**About this exercise**
Nothing in the entries may be altered; copy them in full.

Referring expression data:
***
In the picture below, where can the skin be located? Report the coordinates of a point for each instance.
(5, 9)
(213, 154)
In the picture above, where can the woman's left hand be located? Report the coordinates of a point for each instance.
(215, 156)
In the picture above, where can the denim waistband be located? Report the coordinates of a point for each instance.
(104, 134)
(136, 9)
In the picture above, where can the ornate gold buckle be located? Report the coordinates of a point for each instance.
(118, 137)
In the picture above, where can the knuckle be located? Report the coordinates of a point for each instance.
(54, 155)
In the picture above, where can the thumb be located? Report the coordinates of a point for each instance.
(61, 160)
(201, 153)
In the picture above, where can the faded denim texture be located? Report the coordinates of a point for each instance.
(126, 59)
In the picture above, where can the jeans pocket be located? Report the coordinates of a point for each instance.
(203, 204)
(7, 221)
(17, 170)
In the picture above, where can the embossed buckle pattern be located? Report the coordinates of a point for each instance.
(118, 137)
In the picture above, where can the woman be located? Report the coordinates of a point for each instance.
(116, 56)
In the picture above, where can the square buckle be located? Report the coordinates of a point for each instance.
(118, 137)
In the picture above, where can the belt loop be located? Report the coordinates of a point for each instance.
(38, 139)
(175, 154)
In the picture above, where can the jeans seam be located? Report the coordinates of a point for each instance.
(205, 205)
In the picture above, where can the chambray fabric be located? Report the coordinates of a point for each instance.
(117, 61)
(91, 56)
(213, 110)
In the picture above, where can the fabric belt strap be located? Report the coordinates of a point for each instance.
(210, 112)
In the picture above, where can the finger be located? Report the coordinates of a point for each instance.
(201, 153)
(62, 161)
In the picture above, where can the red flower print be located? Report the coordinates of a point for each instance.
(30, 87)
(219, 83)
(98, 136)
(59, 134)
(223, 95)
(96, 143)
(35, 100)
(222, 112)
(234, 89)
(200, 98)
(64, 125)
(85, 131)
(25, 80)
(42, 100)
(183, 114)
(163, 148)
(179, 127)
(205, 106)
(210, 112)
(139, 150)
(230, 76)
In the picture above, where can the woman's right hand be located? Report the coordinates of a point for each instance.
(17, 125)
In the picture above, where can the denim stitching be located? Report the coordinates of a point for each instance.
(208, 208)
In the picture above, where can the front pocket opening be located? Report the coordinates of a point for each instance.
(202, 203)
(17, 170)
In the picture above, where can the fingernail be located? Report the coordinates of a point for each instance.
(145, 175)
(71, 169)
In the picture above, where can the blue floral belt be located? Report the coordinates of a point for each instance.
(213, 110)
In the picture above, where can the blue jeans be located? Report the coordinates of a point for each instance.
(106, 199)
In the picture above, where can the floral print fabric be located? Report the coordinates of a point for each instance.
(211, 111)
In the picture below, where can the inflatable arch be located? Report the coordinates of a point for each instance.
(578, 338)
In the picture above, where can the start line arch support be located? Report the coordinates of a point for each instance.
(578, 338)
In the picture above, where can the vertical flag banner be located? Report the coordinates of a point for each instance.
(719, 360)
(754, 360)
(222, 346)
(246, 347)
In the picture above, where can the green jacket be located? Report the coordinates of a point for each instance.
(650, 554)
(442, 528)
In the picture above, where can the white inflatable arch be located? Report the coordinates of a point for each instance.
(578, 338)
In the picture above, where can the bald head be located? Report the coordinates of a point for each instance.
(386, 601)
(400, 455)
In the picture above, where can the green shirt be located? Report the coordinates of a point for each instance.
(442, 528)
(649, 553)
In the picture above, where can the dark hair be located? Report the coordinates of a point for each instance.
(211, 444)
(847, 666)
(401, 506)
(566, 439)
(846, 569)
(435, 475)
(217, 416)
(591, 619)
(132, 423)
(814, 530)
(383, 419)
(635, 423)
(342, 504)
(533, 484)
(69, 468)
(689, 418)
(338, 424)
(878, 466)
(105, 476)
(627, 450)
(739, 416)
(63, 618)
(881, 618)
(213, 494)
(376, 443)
***
**Answer to the problem**
In the picture below, where can the skin be located? Report the coordinates of a point for each instance.
(5, 9)
(213, 154)
In the picture above, where can the woman's left hand be located? Report the coordinates of a point for each instance.
(215, 156)
In the picture above, where can the denim waistband be located? Report the coordinates of a point for each instance.
(104, 134)
(136, 9)
In the picture above, where can the ornate gold buckle be located? Report the coordinates of a point for each instance.
(118, 137)
In the picture above, where can the knuckle be located? Report the coordinates of a point for each instance.
(54, 155)
In the picture above, where can the thumb be located? Report the coordinates of a point for each instance.
(61, 160)
(201, 153)
In the picture above, where can the faded denim texture be located? Report the coordinates of a point for each instance.
(126, 59)
In the picture above, where can the jeans pocket be located? Report the coordinates of a point for each instance.
(203, 204)
(7, 221)
(17, 170)
In the picture above, where can the embossed buckle pattern be located? Report the coordinates of a point for each instance.
(118, 137)
In the picture above, where can the woman be located? Report the coordinates of a point for each instance.
(116, 56)
In the picture above, where can the square buckle be located? Report the coordinates of a point for each instance.
(118, 137)
In the picture above, where can the belt loop be located? Report the coordinates of a point for each instance.
(38, 139)
(175, 154)
In the picture above, where can the jeans seam be located? Report the coordinates of a point for each instance.
(205, 205)
In the picture above, where can the chambray fabric be located? Report the coordinates of a point for each instance.
(117, 61)
(91, 56)
(213, 110)
In the picture above, where can the fabric belt strap be located? Report the coordinates of a point for each instance.
(210, 112)
In the picture above, where can the finger be located? Report the coordinates of a point for each instance.
(201, 153)
(62, 161)
In the picture above, where can the red flower print be located? Report the coordinates of a point for each instance.
(30, 87)
(219, 83)
(98, 136)
(59, 134)
(223, 95)
(96, 143)
(35, 100)
(222, 112)
(234, 89)
(200, 98)
(64, 125)
(85, 131)
(25, 80)
(42, 100)
(183, 114)
(163, 148)
(179, 127)
(205, 106)
(210, 112)
(139, 150)
(230, 76)
In the picture above, where can the woman's right hand be located? Report the coordinates of a point for each instance.
(17, 125)
In the picture above, where can the denim stitching be located? Report the coordinates of a point for each instance.
(208, 208)
In the picture above, where can the front pocket opening be located? Report the coordinates of a point for each instance.
(202, 203)
(17, 170)
In the picture above, where can the fingernail be located? Report the coordinates of a point for each instance.
(145, 175)
(71, 169)
In the picture above, where can the blue floral belt be located? Report the coordinates of a point for each instance.
(213, 110)
In the picture above, where can the blue jeans be located? Report the coordinates of a point for each instance.
(106, 199)
In the picture above, where can the floral print fabric be located? Report the coordinates of a point for each instance.
(211, 111)
In the picture below, where can the inflatable arch be located? Report the coordinates of a point for each instance.
(578, 338)
In the picture above, where can the start line arch support be located? Report the coordinates of a point for each instance.
(578, 338)
In the picture above, where can the vertical flag banner be located? Report the coordinates of a point for each instance.
(719, 360)
(754, 360)
(222, 346)
(246, 347)
In the picture above, where can the green jacket be located? Report the coordinates of a point for each instance.
(650, 554)
(442, 528)
In the picture above, where can the white inflatable arch be located? Report the coordinates of a point for each instance.
(578, 338)
In the picture above, where can the bald head be located? Report the coordinates of a point for each instance.
(386, 601)
(400, 455)
In the picture above, where can the green shirt be located? Report the coordinates of a point for each instance.
(442, 528)
(649, 553)
In the picture above, where can the dark hair be located? Report the coordinates of a point for each instance.
(211, 444)
(847, 666)
(401, 506)
(566, 439)
(846, 569)
(435, 475)
(217, 416)
(591, 619)
(132, 423)
(814, 530)
(383, 419)
(635, 423)
(342, 504)
(533, 484)
(69, 468)
(689, 418)
(338, 424)
(878, 466)
(105, 476)
(627, 450)
(739, 416)
(63, 618)
(881, 618)
(213, 494)
(376, 443)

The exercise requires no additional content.